- **WHAT YOU SHOULD DO**
Pick out every line in the records below that contains the word "water", and copy each of those lines in full.

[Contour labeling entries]
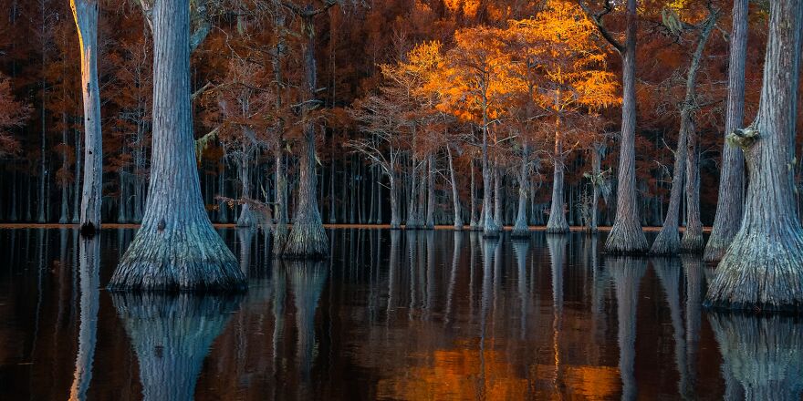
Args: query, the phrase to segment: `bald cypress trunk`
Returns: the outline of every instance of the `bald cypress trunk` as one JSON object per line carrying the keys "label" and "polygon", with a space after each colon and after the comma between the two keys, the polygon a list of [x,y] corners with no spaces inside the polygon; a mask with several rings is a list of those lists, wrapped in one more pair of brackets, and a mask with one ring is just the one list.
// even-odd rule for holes
{"label": "bald cypress trunk", "polygon": [[564,170],[563,137],[560,132],[555,134],[555,152],[552,156],[555,169],[552,176],[552,206],[549,209],[549,220],[547,221],[547,232],[568,232],[568,222],[566,221],[564,210]]}
{"label": "bald cypress trunk", "polygon": [[434,160],[432,153],[427,157],[427,220],[426,228],[435,228],[435,180],[433,170]]}
{"label": "bald cypress trunk", "polygon": [[770,3],[758,114],[730,137],[747,161],[745,216],[708,287],[710,306],[803,309],[803,228],[793,180],[801,20],[800,0]]}
{"label": "bald cypress trunk", "polygon": [[625,45],[622,58],[621,142],[619,154],[619,180],[616,219],[605,250],[610,253],[641,253],[647,239],[641,231],[636,201],[636,0],[627,1]]}
{"label": "bald cypress trunk", "polygon": [[454,177],[454,160],[452,159],[452,148],[449,147],[448,143],[446,144],[446,156],[449,158],[449,179],[452,180],[452,207],[454,212],[454,230],[463,230],[463,211],[460,207],[457,179]]}
{"label": "bald cypress trunk", "polygon": [[521,165],[518,169],[518,210],[516,214],[516,224],[513,225],[511,237],[527,238],[529,236],[529,226],[527,221],[527,198],[529,193],[530,178],[527,174],[530,149],[525,145],[521,152]]}
{"label": "bald cypress trunk", "polygon": [[190,10],[181,0],[153,7],[153,139],[142,225],[109,287],[243,290],[235,255],[212,227],[198,180],[190,108]]}
{"label": "bald cypress trunk", "polygon": [[98,2],[71,0],[70,6],[81,46],[81,94],[84,101],[84,177],[79,222],[82,232],[92,234],[100,228],[103,174],[100,88],[98,86]]}
{"label": "bald cypress trunk", "polygon": [[477,220],[477,205],[476,205],[476,179],[474,178],[474,158],[471,159],[471,211],[469,211],[470,222],[469,228],[472,231],[480,230],[480,221]]}
{"label": "bald cypress trunk", "polygon": [[[745,64],[747,57],[747,2],[734,0],[728,63],[728,98],[725,136],[742,126],[745,118]],[[738,147],[725,141],[716,217],[703,259],[719,261],[742,225],[745,209],[745,155]]]}
{"label": "bald cypress trunk", "polygon": [[315,108],[317,67],[315,64],[315,15],[302,13],[304,52],[304,90],[307,101],[302,107],[304,133],[298,158],[298,201],[293,227],[287,236],[282,256],[288,259],[323,259],[328,256],[328,239],[318,209],[318,176],[316,175],[315,122],[310,113]]}
{"label": "bald cypress trunk", "polygon": [[681,248],[678,217],[680,212],[683,183],[686,189],[686,231],[683,233],[683,249],[694,252],[703,243],[703,224],[700,222],[700,167],[697,155],[697,133],[694,113],[697,110],[697,72],[703,60],[703,50],[714,29],[719,14],[709,15],[697,46],[692,55],[692,62],[686,74],[686,95],[681,107],[681,129],[678,134],[677,150],[674,154],[672,190],[669,196],[669,209],[661,231],[652,242],[651,254],[677,253]]}
{"label": "bald cypress trunk", "polygon": [[726,377],[746,400],[798,400],[803,389],[803,324],[786,315],[708,315]]}
{"label": "bald cypress trunk", "polygon": [[493,177],[491,163],[488,160],[488,118],[487,112],[483,109],[483,211],[482,225],[484,237],[498,237],[501,228],[494,220],[493,205],[491,204],[491,185]]}

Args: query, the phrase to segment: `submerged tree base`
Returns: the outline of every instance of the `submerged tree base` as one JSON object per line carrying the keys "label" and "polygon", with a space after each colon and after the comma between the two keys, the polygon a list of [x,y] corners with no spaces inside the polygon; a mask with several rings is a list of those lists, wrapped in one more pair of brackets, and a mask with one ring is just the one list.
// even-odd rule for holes
{"label": "submerged tree base", "polygon": [[705,251],[703,252],[703,260],[704,262],[721,261],[733,240],[733,236],[725,238],[712,232],[711,237],[708,238],[708,243],[705,245]]}
{"label": "submerged tree base", "polygon": [[746,237],[734,239],[704,305],[803,312],[803,238],[790,232],[771,239]]}
{"label": "submerged tree base", "polygon": [[648,252],[651,255],[676,255],[681,249],[681,240],[678,235],[677,229],[663,230],[658,232],[655,241],[652,242],[652,247]]}
{"label": "submerged tree base", "polygon": [[237,259],[209,223],[143,225],[109,283],[121,291],[245,291]]}
{"label": "submerged tree base", "polygon": [[329,240],[320,222],[295,221],[282,259],[324,260],[329,256]]}
{"label": "submerged tree base", "polygon": [[614,222],[608,240],[605,241],[605,252],[611,254],[643,254],[648,250],[647,238],[640,225]]}
{"label": "submerged tree base", "polygon": [[803,324],[799,319],[739,313],[714,313],[708,318],[722,353],[723,371],[741,385],[745,399],[800,399]]}
{"label": "submerged tree base", "polygon": [[527,227],[527,226],[525,226],[525,227],[515,226],[515,227],[513,227],[513,231],[510,231],[510,238],[523,239],[523,238],[529,238],[529,237],[530,237],[530,229],[529,229],[529,227]]}
{"label": "submerged tree base", "polygon": [[688,231],[683,232],[681,240],[681,251],[683,253],[702,253],[705,248],[705,241],[703,240],[702,232],[692,233]]}

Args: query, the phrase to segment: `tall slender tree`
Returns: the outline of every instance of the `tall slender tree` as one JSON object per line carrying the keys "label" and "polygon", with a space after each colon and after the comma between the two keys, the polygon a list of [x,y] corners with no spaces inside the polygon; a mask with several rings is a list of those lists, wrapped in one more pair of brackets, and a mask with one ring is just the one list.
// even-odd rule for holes
{"label": "tall slender tree", "polygon": [[803,1],[769,4],[764,85],[753,123],[728,135],[745,152],[745,216],[708,287],[706,304],[803,310],[803,227],[794,184]]}
{"label": "tall slender tree", "polygon": [[647,238],[641,231],[641,219],[636,200],[636,3],[627,0],[625,40],[619,41],[605,27],[603,18],[613,11],[610,0],[593,12],[586,0],[578,0],[602,37],[621,57],[622,103],[621,139],[619,152],[619,180],[616,195],[616,219],[608,235],[605,249],[611,253],[641,253],[647,251]]}
{"label": "tall slender tree", "polygon": [[235,255],[209,221],[190,108],[190,10],[159,0],[153,24],[153,140],[142,225],[109,284],[125,290],[243,290]]}
{"label": "tall slender tree", "polygon": [[301,105],[303,138],[301,154],[298,158],[298,200],[293,217],[293,226],[287,235],[282,257],[287,259],[323,259],[328,256],[328,238],[323,229],[320,211],[318,208],[318,175],[315,152],[315,129],[317,127],[313,110],[318,101],[318,67],[315,60],[316,26],[315,17],[336,5],[336,0],[325,0],[317,5],[307,3],[298,5],[284,3],[293,14],[301,19],[303,39],[301,49],[304,63],[303,90],[305,99]]}
{"label": "tall slender tree", "polygon": [[[679,235],[679,214],[681,209],[681,201],[682,201],[682,194],[683,189],[683,182],[686,183],[687,189],[687,196],[694,197],[697,195],[697,199],[692,200],[692,201],[687,202],[689,204],[694,203],[696,201],[696,205],[699,205],[699,190],[694,190],[695,188],[699,188],[698,181],[694,180],[697,173],[697,166],[690,166],[690,161],[695,161],[697,159],[697,156],[689,155],[689,152],[696,152],[697,147],[696,139],[690,139],[690,137],[696,137],[696,125],[694,124],[694,112],[697,110],[697,73],[700,70],[700,65],[703,62],[703,51],[705,49],[705,43],[708,41],[708,38],[711,36],[711,32],[714,30],[714,27],[716,24],[716,20],[719,17],[719,11],[711,9],[709,10],[708,17],[705,18],[699,26],[695,26],[696,29],[700,31],[699,36],[697,39],[697,46],[694,48],[694,52],[692,54],[692,59],[689,64],[689,69],[686,73],[686,94],[683,99],[683,102],[681,104],[681,125],[680,125],[680,133],[678,135],[678,143],[677,143],[677,151],[674,154],[674,168],[673,170],[673,180],[672,180],[672,190],[669,197],[669,209],[666,212],[666,218],[663,221],[663,226],[661,227],[661,231],[658,232],[658,236],[655,238],[655,241],[652,242],[652,247],[650,249],[651,254],[671,254],[676,253],[678,250],[681,248],[681,240]],[[680,26],[682,22],[677,18],[677,15],[674,14],[673,11],[667,10],[664,14],[668,16],[667,25],[668,26]],[[673,22],[669,22],[673,21]],[[680,34],[680,31],[674,31],[673,33]],[[691,174],[687,174],[689,171]],[[694,176],[694,177],[693,177]],[[688,180],[686,179],[688,177]],[[690,188],[693,187],[693,188]],[[691,189],[692,190],[689,190]],[[687,208],[687,210],[692,208]],[[693,220],[699,223],[699,208],[694,209],[692,211],[687,211],[688,214],[694,214],[696,211],[696,219],[689,219]],[[694,244],[698,242],[698,239],[702,241],[702,224],[699,227],[694,227],[692,230],[687,228],[687,231],[691,231],[688,234],[686,232],[683,233],[683,239],[687,243],[687,247],[690,248],[697,248]],[[692,236],[694,236],[694,239],[692,239]]]}
{"label": "tall slender tree", "polygon": [[[747,57],[747,2],[734,0],[733,26],[728,62],[728,97],[725,136],[742,126],[745,120],[745,64]],[[745,155],[736,146],[725,141],[722,148],[722,174],[714,227],[703,259],[722,259],[742,225],[745,209]]]}
{"label": "tall slender tree", "polygon": [[81,46],[81,92],[84,99],[84,171],[81,233],[100,228],[103,184],[103,139],[100,131],[100,87],[98,85],[98,0],[70,0]]}

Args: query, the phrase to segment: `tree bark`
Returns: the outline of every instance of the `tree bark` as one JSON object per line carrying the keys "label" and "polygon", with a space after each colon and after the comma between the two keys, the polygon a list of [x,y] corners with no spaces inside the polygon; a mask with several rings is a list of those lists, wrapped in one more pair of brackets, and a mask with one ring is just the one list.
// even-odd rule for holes
{"label": "tree bark", "polygon": [[[67,156],[67,132],[68,128],[69,127],[67,122],[67,113],[61,113],[61,169],[62,171],[67,174],[68,168],[68,156]],[[69,221],[69,207],[68,203],[69,202],[69,185],[67,182],[61,181],[61,215],[58,218],[59,224],[67,224]]]}
{"label": "tree bark", "polygon": [[142,225],[112,291],[242,291],[237,260],[212,227],[198,180],[190,105],[189,4],[153,7],[153,139]]}
{"label": "tree bark", "polygon": [[315,65],[315,15],[305,14],[302,30],[307,37],[303,42],[304,89],[308,97],[302,108],[304,124],[303,144],[298,158],[298,202],[293,219],[293,227],[287,235],[287,243],[282,257],[287,259],[324,259],[328,256],[328,238],[318,209],[318,176],[316,175],[315,122],[310,118],[314,108],[317,67]]}
{"label": "tree bark", "polygon": [[739,382],[744,399],[798,400],[803,388],[803,325],[783,314],[708,315],[723,373]]}
{"label": "tree bark", "polygon": [[427,221],[426,228],[435,228],[435,179],[433,170],[434,169],[434,156],[430,153],[427,157]]}
{"label": "tree bark", "polygon": [[641,231],[636,200],[636,0],[627,0],[625,46],[622,58],[621,143],[616,219],[605,250],[610,253],[642,253],[647,239]]}
{"label": "tree bark", "polygon": [[564,210],[564,160],[563,160],[563,137],[560,132],[555,134],[555,154],[553,155],[555,170],[552,178],[552,207],[549,209],[549,220],[547,221],[547,232],[567,233],[568,222],[566,221],[566,211]]}
{"label": "tree bark", "polygon": [[488,117],[487,111],[483,109],[483,237],[498,237],[501,228],[494,221],[493,206],[491,204],[492,176],[491,166],[488,161]]}
{"label": "tree bark", "polygon": [[527,193],[529,193],[530,177],[527,174],[529,164],[530,149],[525,145],[521,151],[521,166],[518,169],[518,210],[516,215],[516,224],[510,236],[513,238],[527,238],[530,235],[529,225],[527,220]]}
{"label": "tree bark", "polygon": [[499,230],[505,223],[502,221],[502,174],[499,170],[499,161],[494,157],[494,223]]}
{"label": "tree bark", "polygon": [[795,116],[803,2],[770,3],[758,114],[733,140],[749,173],[742,227],[708,287],[727,309],[803,310],[803,228],[795,207]]}
{"label": "tree bark", "polygon": [[[745,64],[747,57],[747,3],[734,0],[733,28],[728,63],[728,98],[725,136],[742,127],[745,119]],[[745,155],[726,140],[722,148],[716,216],[703,259],[722,259],[742,225],[745,209]]]}
{"label": "tree bark", "polygon": [[[661,231],[652,242],[650,253],[673,254],[680,248],[687,252],[697,252],[703,245],[703,223],[700,221],[700,168],[697,155],[697,133],[694,113],[697,110],[697,72],[703,60],[703,51],[714,30],[718,13],[708,15],[700,33],[697,46],[692,56],[689,71],[686,75],[686,95],[681,108],[681,129],[675,151],[673,170],[672,190],[669,197],[669,209]],[[683,243],[679,239],[678,213],[681,207],[683,183],[686,189],[686,231]]]}
{"label": "tree bark", "polygon": [[84,179],[81,190],[81,232],[100,228],[103,144],[100,131],[100,88],[98,86],[98,2],[71,0],[81,46],[81,93],[84,100]]}
{"label": "tree bark", "polygon": [[471,211],[469,228],[471,231],[480,230],[480,222],[477,221],[477,205],[476,205],[476,180],[474,178],[474,158],[471,159]]}
{"label": "tree bark", "polygon": [[452,148],[446,144],[446,156],[449,158],[449,178],[452,180],[452,207],[454,212],[454,230],[463,230],[463,211],[460,207],[460,194],[457,179],[454,177],[454,160],[452,159]]}

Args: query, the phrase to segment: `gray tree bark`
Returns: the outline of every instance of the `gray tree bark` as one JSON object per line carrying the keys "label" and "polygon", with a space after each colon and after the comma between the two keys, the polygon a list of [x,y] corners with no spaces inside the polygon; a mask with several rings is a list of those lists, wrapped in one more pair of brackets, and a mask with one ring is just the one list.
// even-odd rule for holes
{"label": "gray tree bark", "polygon": [[513,238],[527,238],[530,235],[529,226],[527,220],[527,194],[530,191],[530,177],[528,174],[530,149],[524,145],[521,151],[521,165],[518,168],[518,210],[516,214],[516,223],[510,236]]}
{"label": "gray tree bark", "polygon": [[153,139],[142,225],[109,288],[241,291],[237,260],[212,227],[198,180],[190,107],[189,4],[153,7]]}
{"label": "gray tree bark", "polygon": [[615,46],[622,58],[621,142],[616,218],[605,242],[605,250],[610,253],[647,251],[636,201],[636,0],[627,0],[625,44]]}
{"label": "gray tree bark", "polygon": [[304,53],[304,90],[307,101],[302,107],[304,136],[301,154],[298,158],[298,201],[293,218],[293,226],[287,235],[287,242],[282,257],[287,259],[324,259],[328,256],[328,238],[323,229],[323,221],[318,208],[318,176],[316,174],[315,122],[310,118],[315,104],[317,67],[315,63],[315,15],[316,11],[306,7],[299,12]]}
{"label": "gray tree bark", "polygon": [[[748,156],[749,158],[749,156]],[[798,400],[803,389],[803,324],[787,315],[708,315],[722,353],[723,371],[744,399]]]}
{"label": "gray tree bark", "polygon": [[446,144],[446,156],[449,158],[449,179],[452,180],[452,208],[454,212],[454,230],[463,230],[463,211],[460,206],[460,194],[457,190],[457,179],[454,177],[454,160],[452,159],[452,148]]}
{"label": "gray tree bark", "polygon": [[81,46],[81,94],[84,100],[84,171],[81,190],[81,232],[100,228],[103,144],[100,131],[100,88],[98,86],[98,2],[71,0]]}
{"label": "gray tree bark", "polygon": [[745,216],[708,287],[709,306],[803,310],[803,228],[793,177],[801,22],[800,0],[770,3],[758,114],[730,137],[747,162]]}
{"label": "gray tree bark", "polygon": [[[681,108],[681,129],[678,134],[677,150],[674,154],[672,190],[669,196],[669,209],[661,231],[652,242],[650,254],[673,254],[683,246],[684,250],[695,252],[702,246],[703,223],[700,221],[700,183],[697,155],[697,133],[694,113],[697,106],[697,72],[703,60],[705,43],[714,30],[718,14],[708,16],[700,33],[697,46],[692,55],[692,62],[686,73],[686,95]],[[680,212],[683,183],[686,187],[686,232],[682,245],[679,236],[678,216]]]}
{"label": "gray tree bark", "polygon": [[[747,3],[734,0],[733,28],[728,62],[728,98],[725,136],[742,127],[745,120],[745,64],[747,57]],[[703,259],[722,259],[742,225],[745,209],[745,155],[726,140],[722,149],[722,173],[716,216]]]}
{"label": "gray tree bark", "polygon": [[477,205],[476,205],[476,180],[474,178],[474,158],[471,159],[471,211],[469,211],[470,222],[469,228],[472,231],[480,230],[480,221],[477,220]]}
{"label": "gray tree bark", "polygon": [[434,156],[432,153],[427,157],[427,220],[426,228],[435,228],[435,179],[434,179]]}
{"label": "gray tree bark", "polygon": [[566,166],[563,160],[563,137],[560,132],[555,134],[555,153],[552,160],[555,165],[552,176],[552,206],[549,209],[549,220],[547,221],[547,232],[563,234],[568,232],[568,222],[566,221],[564,210],[563,183]]}

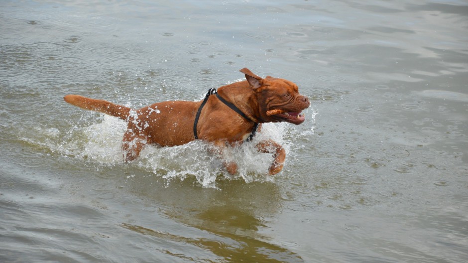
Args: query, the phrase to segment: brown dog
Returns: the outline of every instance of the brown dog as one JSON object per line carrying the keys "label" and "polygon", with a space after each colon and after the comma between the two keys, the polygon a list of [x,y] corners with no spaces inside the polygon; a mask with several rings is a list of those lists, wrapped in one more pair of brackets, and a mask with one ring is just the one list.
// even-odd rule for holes
{"label": "brown dog", "polygon": [[[128,122],[122,145],[127,161],[138,157],[145,144],[175,146],[199,138],[212,142],[221,153],[227,145],[251,138],[262,123],[304,122],[300,113],[310,103],[299,94],[296,84],[269,76],[262,79],[247,68],[240,72],[245,74],[246,81],[224,86],[217,92],[210,89],[205,100],[199,102],[167,101],[134,110],[79,95],[69,95],[64,99],[82,109]],[[268,140],[256,146],[262,152],[273,154],[270,174],[283,169],[286,153],[280,145]],[[236,172],[235,163],[224,164],[229,173]]]}

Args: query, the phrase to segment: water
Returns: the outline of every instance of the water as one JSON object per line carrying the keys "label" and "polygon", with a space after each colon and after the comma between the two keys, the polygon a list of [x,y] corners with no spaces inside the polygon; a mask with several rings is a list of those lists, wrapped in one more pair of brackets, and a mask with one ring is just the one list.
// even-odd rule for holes
{"label": "water", "polygon": [[[2,262],[450,262],[468,259],[465,1],[0,3]],[[224,174],[197,141],[123,163],[134,108],[292,80],[306,121],[265,126]]]}

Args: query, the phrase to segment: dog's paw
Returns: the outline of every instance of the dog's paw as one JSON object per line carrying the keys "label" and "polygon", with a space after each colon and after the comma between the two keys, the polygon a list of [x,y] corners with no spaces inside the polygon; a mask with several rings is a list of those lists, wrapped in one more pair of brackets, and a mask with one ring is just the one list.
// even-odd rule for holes
{"label": "dog's paw", "polygon": [[228,170],[228,172],[231,175],[235,174],[237,172],[237,165],[234,162],[225,162],[224,166]]}
{"label": "dog's paw", "polygon": [[284,166],[284,164],[283,163],[278,164],[276,163],[276,162],[273,162],[268,169],[268,174],[270,175],[276,174],[283,170],[283,166]]}

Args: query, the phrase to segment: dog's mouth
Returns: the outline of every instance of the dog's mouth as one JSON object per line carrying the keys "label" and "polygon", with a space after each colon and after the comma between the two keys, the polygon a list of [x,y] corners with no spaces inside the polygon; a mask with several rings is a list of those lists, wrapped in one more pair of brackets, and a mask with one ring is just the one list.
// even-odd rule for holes
{"label": "dog's mouth", "polygon": [[281,110],[273,110],[266,114],[277,122],[286,122],[295,125],[301,124],[305,120],[304,114],[299,112],[288,112]]}

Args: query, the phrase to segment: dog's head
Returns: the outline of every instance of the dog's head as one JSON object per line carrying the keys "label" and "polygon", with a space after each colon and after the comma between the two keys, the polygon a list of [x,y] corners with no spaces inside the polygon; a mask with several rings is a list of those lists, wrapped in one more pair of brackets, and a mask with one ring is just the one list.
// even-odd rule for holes
{"label": "dog's head", "polygon": [[310,106],[309,99],[299,93],[297,85],[283,79],[268,76],[263,79],[244,68],[240,71],[256,94],[259,114],[265,122],[303,123],[301,112]]}

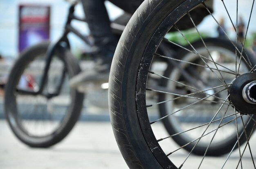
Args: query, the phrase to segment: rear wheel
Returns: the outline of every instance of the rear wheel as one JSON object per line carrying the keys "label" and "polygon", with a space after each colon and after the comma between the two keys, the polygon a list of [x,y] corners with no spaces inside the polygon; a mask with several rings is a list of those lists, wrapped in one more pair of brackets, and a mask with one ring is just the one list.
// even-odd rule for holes
{"label": "rear wheel", "polygon": [[[70,51],[59,47],[54,51],[43,91],[38,94],[49,42],[22,52],[13,67],[5,89],[4,108],[15,135],[32,147],[47,147],[69,133],[79,117],[83,94],[70,88],[69,79],[80,71]],[[50,95],[57,92],[56,96]]]}
{"label": "rear wheel", "polygon": [[[217,74],[219,71],[221,71],[221,76],[225,82],[230,84],[236,78],[235,75],[231,74],[225,69],[233,69],[232,66],[236,62],[236,58],[235,47],[226,39],[207,38],[203,40],[207,49],[201,40],[191,44],[199,55],[206,57],[205,59],[208,60],[206,62],[213,68],[214,63],[211,60],[212,57],[214,62],[218,63],[219,69],[216,69],[213,72]],[[190,46],[185,48],[193,50]],[[242,51],[241,46],[238,48]],[[213,72],[204,66],[205,63],[198,53],[180,49],[177,55],[174,56],[176,60],[170,61],[164,78],[162,78],[160,85],[164,87],[165,91],[162,89],[157,91],[159,93],[158,102],[162,103],[159,105],[160,116],[166,117],[162,119],[164,127],[170,136],[174,136],[171,138],[180,146],[186,145],[184,147],[186,150],[190,152],[193,149],[192,153],[203,156],[214,135],[214,131],[218,128],[220,120],[222,117],[225,117],[222,120],[222,124],[227,123],[225,127],[220,126],[206,155],[216,156],[230,152],[237,140],[237,131],[241,135],[243,127],[240,118],[236,121],[233,120],[234,107],[227,104],[222,107],[222,109],[226,111],[220,111],[216,115],[220,105],[225,100],[224,98],[230,99],[228,90],[225,89],[219,79],[212,73]],[[249,69],[245,62],[241,62],[240,74],[249,72]],[[183,109],[188,105],[189,108]],[[171,116],[169,115],[171,112],[173,113]],[[210,125],[206,125],[213,119],[214,121]],[[244,117],[245,123],[249,120],[248,117]],[[236,125],[238,126],[234,127]],[[200,139],[198,143],[191,142],[198,139],[195,133],[202,133],[204,131],[209,133]],[[183,131],[187,131],[177,134]],[[244,137],[240,139],[240,143],[242,144],[246,141]],[[197,145],[195,146],[196,144]]]}
{"label": "rear wheel", "polygon": [[[204,40],[203,35],[196,26],[198,22],[196,16],[200,18],[206,13],[214,25],[211,29],[219,24],[208,7],[209,2],[145,1],[121,37],[111,69],[109,108],[116,139],[131,168],[255,168],[255,149],[252,143],[255,139],[252,133],[256,107],[255,104],[246,102],[242,95],[243,87],[256,80],[256,62],[245,49],[246,41],[242,37],[235,36],[237,38],[233,41],[226,34],[227,40],[227,40],[227,44],[214,44],[214,50]],[[236,13],[236,8],[227,7],[225,0],[220,2],[218,7],[222,7],[224,11],[227,9],[228,19],[228,15],[234,13],[230,10]],[[252,11],[253,2],[249,3]],[[248,18],[247,20],[250,20]],[[229,21],[236,27],[232,19]],[[193,29],[192,32],[195,33],[203,44],[200,46],[204,47],[202,54],[201,49],[191,41],[193,38],[182,31],[188,25]],[[180,35],[179,40],[184,40],[189,47],[184,48],[170,40],[172,35],[168,33],[173,30]],[[160,54],[157,50],[163,42],[188,53],[177,53],[175,58]],[[215,56],[212,50],[230,54]],[[168,67],[170,72],[165,76],[150,67],[157,57],[176,63]],[[190,65],[192,70],[189,71]],[[182,69],[188,72],[188,77],[185,77],[186,73],[182,73]],[[167,82],[154,88],[150,86],[150,76],[159,77]],[[195,80],[196,82],[193,82]],[[149,103],[146,96],[153,92],[164,95],[161,101]],[[158,106],[164,109],[160,110],[165,111],[162,112],[165,116],[150,120],[151,109]],[[206,110],[207,113],[204,114],[207,116],[203,120],[197,118],[198,120],[194,120],[194,114],[201,116],[200,113]],[[190,115],[192,118],[185,123],[183,116]],[[171,132],[166,132],[168,127],[163,126],[161,122],[164,120],[168,120],[173,128],[169,129]],[[227,137],[222,137],[226,133]],[[178,145],[172,138],[180,138],[175,140]],[[184,149],[189,151],[183,151]],[[207,156],[227,153],[215,158]],[[202,156],[195,156],[193,153]]]}

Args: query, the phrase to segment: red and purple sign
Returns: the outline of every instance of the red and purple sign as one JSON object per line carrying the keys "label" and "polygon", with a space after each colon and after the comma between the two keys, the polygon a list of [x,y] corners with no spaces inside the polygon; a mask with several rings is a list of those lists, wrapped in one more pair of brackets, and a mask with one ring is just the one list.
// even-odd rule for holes
{"label": "red and purple sign", "polygon": [[19,51],[49,39],[50,11],[49,6],[19,6]]}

- **REPLY**
Args: query, the phrase to segment: water
Returns: the outline of every instance of the water as one JSON object per line carrying the keys "label" and "polygon", with a space after each colon and after the comma between the two keys, the polygon a list of [x,y] corners with no spaces inside the polygon; a mask with several rings is a list of those lists, wrapped in one more pair of brackets, and a mask with one ring is just the one list.
{"label": "water", "polygon": [[[2,262],[450,262],[468,259],[465,1],[0,3]],[[224,174],[197,141],[123,163],[134,108],[292,80],[306,121],[265,126]]]}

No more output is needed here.